Exercise prompt
Could you render the listing as a JSON list of strings, one string per line with blank lines left out, starting at the line that contains "Reviewer note: every instance of the round" and ending at the end of the listing, both ends included?

Data shown
start
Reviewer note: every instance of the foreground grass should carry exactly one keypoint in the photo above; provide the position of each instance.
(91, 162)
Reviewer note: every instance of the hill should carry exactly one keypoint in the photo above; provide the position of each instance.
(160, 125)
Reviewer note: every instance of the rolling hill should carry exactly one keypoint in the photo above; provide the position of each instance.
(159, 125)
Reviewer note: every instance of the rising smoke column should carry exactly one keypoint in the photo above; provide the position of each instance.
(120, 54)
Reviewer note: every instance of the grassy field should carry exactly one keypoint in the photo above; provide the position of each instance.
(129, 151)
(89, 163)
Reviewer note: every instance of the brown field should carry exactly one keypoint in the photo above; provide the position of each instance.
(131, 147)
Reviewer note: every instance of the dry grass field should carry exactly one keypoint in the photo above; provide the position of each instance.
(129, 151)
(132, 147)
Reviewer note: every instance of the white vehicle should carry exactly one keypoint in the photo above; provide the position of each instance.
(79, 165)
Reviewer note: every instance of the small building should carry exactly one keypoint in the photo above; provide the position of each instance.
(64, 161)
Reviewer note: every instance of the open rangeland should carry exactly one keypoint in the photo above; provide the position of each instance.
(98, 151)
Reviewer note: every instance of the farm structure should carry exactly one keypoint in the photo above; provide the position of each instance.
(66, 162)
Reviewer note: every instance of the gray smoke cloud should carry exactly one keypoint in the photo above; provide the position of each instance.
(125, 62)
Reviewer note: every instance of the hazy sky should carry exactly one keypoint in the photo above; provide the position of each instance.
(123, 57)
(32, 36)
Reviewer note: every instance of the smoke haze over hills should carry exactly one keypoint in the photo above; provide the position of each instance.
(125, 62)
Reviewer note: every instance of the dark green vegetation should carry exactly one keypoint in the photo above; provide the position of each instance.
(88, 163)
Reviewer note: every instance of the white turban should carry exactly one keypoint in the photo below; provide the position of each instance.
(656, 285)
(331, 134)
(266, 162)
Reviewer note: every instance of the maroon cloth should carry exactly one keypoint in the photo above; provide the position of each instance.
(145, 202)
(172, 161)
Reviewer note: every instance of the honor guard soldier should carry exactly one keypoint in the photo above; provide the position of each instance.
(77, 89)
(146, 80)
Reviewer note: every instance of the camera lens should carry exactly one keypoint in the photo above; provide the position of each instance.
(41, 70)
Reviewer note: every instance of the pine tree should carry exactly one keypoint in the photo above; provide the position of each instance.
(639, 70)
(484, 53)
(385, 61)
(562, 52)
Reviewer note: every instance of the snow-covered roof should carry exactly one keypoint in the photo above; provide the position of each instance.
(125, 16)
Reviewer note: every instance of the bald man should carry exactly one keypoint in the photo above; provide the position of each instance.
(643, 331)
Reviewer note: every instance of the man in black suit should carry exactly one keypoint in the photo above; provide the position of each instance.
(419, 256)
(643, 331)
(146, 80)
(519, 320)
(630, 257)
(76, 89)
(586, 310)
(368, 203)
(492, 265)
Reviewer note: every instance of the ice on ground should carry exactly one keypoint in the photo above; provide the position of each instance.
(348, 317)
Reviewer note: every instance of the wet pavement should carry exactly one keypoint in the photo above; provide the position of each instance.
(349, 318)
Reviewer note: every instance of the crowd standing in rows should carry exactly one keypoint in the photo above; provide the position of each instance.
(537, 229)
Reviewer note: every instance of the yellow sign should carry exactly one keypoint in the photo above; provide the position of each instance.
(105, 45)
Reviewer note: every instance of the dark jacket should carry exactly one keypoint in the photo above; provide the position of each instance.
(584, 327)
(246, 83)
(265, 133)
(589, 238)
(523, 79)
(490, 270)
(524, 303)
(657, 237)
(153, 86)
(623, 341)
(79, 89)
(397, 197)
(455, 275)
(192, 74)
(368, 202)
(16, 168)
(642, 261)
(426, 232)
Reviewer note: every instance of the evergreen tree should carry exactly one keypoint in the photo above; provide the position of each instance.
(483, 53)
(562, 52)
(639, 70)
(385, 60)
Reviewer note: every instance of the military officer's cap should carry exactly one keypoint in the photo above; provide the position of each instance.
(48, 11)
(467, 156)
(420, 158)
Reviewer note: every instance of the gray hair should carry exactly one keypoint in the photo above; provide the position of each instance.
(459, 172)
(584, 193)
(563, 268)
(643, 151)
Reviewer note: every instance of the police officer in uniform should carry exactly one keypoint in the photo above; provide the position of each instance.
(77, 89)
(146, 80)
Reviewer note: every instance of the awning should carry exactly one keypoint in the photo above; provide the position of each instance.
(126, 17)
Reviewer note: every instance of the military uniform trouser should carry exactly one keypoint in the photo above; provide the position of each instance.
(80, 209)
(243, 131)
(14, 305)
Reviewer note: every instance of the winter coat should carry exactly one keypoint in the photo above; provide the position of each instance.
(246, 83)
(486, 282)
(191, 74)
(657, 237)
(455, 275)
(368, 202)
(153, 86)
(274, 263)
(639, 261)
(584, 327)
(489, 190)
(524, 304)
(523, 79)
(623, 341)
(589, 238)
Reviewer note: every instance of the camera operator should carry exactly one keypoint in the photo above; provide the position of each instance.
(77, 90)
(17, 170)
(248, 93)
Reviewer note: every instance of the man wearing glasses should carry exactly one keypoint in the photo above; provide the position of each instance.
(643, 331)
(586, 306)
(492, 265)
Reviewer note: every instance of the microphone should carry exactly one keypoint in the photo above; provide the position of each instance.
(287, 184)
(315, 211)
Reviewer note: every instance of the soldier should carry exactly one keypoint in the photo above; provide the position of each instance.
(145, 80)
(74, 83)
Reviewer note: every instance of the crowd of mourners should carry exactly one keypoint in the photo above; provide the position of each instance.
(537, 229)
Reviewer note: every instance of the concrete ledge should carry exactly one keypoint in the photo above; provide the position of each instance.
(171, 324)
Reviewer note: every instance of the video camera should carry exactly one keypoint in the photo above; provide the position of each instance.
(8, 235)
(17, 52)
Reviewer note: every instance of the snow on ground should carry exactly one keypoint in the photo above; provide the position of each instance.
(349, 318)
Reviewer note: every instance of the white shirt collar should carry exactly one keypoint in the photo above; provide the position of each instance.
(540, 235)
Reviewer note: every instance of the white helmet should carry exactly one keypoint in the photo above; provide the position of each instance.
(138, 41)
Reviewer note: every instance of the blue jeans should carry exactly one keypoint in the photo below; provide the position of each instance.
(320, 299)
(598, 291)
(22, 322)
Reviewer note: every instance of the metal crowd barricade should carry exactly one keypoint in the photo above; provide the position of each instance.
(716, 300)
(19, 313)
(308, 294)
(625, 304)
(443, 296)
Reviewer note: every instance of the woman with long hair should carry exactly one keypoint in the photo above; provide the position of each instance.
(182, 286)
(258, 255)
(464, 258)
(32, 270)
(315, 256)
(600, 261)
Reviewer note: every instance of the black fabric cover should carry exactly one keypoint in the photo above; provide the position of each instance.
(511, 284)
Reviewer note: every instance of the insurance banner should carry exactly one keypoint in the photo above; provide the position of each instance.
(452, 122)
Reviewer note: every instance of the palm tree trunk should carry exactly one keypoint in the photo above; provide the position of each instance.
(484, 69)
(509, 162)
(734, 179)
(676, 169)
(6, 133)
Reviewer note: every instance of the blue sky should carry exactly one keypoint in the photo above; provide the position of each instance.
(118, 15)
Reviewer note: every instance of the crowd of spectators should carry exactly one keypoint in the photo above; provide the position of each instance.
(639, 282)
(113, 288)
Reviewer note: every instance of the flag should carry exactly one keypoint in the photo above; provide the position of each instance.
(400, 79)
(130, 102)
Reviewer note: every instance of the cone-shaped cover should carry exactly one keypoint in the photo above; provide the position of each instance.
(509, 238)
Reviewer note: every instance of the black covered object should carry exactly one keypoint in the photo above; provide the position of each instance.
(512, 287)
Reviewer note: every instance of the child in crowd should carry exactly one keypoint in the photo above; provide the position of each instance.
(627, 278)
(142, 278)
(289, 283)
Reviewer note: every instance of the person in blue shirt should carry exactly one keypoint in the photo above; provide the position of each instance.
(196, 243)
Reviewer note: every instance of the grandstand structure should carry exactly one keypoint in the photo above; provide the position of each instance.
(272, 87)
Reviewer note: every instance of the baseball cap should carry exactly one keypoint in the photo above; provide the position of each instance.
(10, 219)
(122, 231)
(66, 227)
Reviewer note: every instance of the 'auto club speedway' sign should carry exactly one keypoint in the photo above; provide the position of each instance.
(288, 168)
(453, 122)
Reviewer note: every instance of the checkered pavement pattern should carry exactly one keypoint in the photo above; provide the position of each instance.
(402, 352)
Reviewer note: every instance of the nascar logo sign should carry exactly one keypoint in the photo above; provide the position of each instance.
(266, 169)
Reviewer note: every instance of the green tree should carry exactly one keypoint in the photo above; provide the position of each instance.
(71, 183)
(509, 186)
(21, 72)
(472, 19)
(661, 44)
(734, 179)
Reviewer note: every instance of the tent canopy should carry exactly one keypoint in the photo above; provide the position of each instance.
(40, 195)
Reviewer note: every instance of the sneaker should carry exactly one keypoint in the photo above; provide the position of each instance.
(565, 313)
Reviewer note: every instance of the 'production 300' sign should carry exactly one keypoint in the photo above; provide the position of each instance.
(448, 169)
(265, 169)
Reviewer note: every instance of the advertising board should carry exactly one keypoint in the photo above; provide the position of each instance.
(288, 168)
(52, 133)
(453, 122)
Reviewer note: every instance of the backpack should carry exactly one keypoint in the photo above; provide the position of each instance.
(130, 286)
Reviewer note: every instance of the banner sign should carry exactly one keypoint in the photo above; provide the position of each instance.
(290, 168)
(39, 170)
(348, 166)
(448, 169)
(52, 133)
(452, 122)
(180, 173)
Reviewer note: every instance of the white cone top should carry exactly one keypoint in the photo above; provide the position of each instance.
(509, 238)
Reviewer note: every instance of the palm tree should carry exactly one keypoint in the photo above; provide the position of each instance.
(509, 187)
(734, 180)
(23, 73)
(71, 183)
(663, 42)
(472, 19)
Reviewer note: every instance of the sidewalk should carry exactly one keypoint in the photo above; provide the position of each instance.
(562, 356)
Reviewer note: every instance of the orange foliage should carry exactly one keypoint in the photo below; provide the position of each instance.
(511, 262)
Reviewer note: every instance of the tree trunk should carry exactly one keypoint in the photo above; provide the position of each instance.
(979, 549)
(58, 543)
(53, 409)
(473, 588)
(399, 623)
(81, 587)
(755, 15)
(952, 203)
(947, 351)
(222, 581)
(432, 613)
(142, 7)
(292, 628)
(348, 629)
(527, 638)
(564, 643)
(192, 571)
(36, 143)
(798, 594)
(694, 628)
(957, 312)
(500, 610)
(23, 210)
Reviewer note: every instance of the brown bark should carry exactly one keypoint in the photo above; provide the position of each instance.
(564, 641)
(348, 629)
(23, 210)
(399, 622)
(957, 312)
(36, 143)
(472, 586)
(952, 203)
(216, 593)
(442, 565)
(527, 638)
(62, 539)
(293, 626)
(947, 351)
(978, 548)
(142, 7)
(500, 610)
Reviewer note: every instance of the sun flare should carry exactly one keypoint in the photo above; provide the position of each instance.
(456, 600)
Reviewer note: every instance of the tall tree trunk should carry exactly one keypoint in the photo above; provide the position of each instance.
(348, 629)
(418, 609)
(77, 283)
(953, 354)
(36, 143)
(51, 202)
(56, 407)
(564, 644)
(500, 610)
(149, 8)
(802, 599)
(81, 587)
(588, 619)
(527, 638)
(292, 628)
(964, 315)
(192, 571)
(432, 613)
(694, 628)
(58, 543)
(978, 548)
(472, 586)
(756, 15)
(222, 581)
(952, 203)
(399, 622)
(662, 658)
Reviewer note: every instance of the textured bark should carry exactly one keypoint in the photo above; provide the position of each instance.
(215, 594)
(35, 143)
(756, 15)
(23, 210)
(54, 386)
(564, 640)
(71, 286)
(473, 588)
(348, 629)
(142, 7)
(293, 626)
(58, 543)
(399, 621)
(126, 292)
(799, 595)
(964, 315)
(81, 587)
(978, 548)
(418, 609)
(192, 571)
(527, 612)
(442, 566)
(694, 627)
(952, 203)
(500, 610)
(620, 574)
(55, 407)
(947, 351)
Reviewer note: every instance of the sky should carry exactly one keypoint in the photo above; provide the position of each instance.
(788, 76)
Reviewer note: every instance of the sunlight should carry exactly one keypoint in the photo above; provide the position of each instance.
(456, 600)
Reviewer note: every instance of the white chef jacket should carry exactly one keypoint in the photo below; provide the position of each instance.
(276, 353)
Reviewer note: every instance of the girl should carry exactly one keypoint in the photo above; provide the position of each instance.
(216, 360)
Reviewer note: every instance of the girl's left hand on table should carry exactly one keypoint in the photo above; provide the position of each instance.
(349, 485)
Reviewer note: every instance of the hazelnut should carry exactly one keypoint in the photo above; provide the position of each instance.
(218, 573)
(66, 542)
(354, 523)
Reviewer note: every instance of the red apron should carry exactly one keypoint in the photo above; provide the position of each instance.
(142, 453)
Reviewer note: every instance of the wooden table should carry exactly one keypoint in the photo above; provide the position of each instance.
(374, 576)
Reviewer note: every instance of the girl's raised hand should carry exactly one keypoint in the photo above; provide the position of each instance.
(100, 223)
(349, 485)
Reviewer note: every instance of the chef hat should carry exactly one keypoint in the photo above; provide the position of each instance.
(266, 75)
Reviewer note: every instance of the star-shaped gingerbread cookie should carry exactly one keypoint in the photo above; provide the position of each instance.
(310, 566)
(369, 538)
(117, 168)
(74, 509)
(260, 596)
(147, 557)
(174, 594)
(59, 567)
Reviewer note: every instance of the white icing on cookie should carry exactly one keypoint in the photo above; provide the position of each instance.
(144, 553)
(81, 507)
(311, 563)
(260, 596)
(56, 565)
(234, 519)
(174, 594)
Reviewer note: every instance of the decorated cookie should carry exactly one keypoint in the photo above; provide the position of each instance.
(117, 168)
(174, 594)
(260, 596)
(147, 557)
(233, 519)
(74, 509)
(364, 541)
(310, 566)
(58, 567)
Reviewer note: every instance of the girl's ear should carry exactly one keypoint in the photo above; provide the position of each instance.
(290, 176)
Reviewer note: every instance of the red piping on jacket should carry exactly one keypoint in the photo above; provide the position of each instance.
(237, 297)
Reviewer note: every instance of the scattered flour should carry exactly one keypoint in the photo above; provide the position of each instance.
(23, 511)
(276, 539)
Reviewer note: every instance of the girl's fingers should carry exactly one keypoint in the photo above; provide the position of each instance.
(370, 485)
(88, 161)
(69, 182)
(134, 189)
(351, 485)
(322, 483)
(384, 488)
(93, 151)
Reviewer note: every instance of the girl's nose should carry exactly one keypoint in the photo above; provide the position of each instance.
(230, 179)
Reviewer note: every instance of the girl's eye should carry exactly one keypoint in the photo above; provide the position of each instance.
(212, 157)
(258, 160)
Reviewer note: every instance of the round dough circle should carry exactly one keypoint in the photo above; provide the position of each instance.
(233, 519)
end
Result of the task
[
  "Reviewer note: every instance of the round dough circle should carry exactly one keypoint in the photo above; provide the position of each instance.",
  "(233, 519)"
]